# TRECHO DA PÁGINA:
Além disso, havia distribuído até o dia 20 de agosto pouco mais de 1,2 milhão de cestas básicas para estudantes com matrícula na rede municipal e famílias em situação de vulnerabilidade social e econômica.
Um projeto anunciado pelo Governo do Estado em agosto promete repassar cerca de R$ 950 mil para que a Prefeitura hospede em hotéis os moradores de aglomerados diagnosticados com Covid-19. A administração municipal informou que ainda aguarda o repasse e trabalha nos detalhes operacionais da iniciativa.
Entenda a classificação
Aglomerados Subnormais, segundo a classificação adotada pelo IBGE, são grupos de habitações urbanas em terrenos caracterizados, em geral, por padrão urbanístico irregular, carência de serviços públicos essenciais (água, esgoto, coleta de lixo e energia, por exemplo), ausência de posse e localização em áreas restritas à ocupação ordenada, como morros e encostas.
“Um elemento a ser considerado é a natureza densa e/ou desordenada de boa parte dessas ocupações, o que limita a recomendação do isolamento social para o enfrentamento à pandemia [...] O padrão urbanístico também pode consistir em um limitador no caso de necessidade de acesso de ambulâncias para casos de maior gravidade”, exemplifica a nota técnica publicada pelo instituto juntamente com o mapeamento.
“No caso da Covid-19, é preciso considerar as características socioeconômicas e geográficas dessas áreas, como a falta ou o acesso limitado ao saneamento e à coleta de lixo, o custo dos produtos de higiene pessoal, o tipo de emprego (trabalho informal, empregos com impossibilidade de se trabalhar de casa e vínculos empregatícios mais frágeis, etc.), entre outras vulnerabilidades”, acrescenta a avaliação do IBGE.

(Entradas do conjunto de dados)
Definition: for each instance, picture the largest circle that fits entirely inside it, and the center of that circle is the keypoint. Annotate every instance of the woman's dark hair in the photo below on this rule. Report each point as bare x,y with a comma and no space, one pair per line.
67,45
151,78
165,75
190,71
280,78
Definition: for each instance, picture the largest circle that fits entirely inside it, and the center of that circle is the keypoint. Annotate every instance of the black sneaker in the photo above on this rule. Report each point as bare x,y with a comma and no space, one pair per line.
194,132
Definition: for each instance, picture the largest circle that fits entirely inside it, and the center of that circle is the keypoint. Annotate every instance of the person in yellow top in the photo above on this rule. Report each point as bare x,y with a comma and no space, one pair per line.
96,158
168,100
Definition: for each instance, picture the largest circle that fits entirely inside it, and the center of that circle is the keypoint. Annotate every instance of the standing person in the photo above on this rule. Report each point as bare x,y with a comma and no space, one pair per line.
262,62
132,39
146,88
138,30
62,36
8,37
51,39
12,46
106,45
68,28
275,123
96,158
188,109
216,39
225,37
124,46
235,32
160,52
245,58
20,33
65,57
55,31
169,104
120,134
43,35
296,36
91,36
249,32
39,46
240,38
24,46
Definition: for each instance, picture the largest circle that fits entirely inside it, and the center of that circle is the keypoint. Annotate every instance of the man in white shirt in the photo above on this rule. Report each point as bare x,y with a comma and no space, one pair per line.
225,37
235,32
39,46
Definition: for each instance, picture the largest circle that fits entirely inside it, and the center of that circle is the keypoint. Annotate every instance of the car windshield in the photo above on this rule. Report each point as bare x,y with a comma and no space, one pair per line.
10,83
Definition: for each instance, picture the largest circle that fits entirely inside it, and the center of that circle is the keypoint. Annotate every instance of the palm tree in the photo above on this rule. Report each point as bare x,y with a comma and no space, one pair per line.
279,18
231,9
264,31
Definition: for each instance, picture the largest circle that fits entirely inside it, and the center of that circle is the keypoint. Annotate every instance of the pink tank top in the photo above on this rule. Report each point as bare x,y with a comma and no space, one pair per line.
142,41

# O QUE FAZER:
Copie na íntegra, sem alterações, o trecho da página sobre os aglomerados subnormais e a Covid-19. O material não é necessário aqui.

# RESULTADO DA TAREFA:
Além disso, havia distribuído até o dia 20 de agosto pouco mais de 1,2 milhão de cestas básicas para estudantes com matrícula na rede municipal e famílias em situação de vulnerabilidade social e econômica.
Um projeto anunciado pelo Governo do Estado em agosto promete repassar cerca de R$ 950 mil para que a Prefeitura hospede em hotéis os moradores de aglomerados diagnosticados com Covid-19. A administração municipal informou que ainda aguarda o repasse e trabalha nos detalhes operacionais da iniciativa.
Entenda a classificação
Aglomerados Subnormais, segundo a classificação adotada pelo IBGE, são grupos de habitações urbanas em terrenos caracterizados, em geral, por padrão urbanístico irregular, carência de serviços públicos essenciais (água, esgoto, coleta de lixo e energia, por exemplo), ausência de posse e localização em áreas restritas à ocupação ordenada, como morros e encostas.
“Um elemento a ser considerado é a natureza densa e/ou desordenada de boa parte dessas ocupações, o que limita a recomendação do isolamento social para o enfrentamento à pandemia [...] O padrão urbanístico também pode consistir em um limitador no caso de necessidade de acesso de ambulâncias para casos de maior gravidade”, exemplifica a nota técnica publicada pelo instituto juntamente com o mapeamento.
“No caso da Covid-19, é preciso considerar as características socioeconômicas e geográficas dessas áreas, como a falta ou o acesso limitado ao saneamento e à coleta de lixo, o custo dos produtos de higiene pessoal, o tipo de emprego (trabalho informal, empregos com impossibilidade de se trabalhar de casa e vínculos empregatícios mais frágeis, etc.), entre outras vulnerabilidades”, acrescenta a avaliação do IBGE.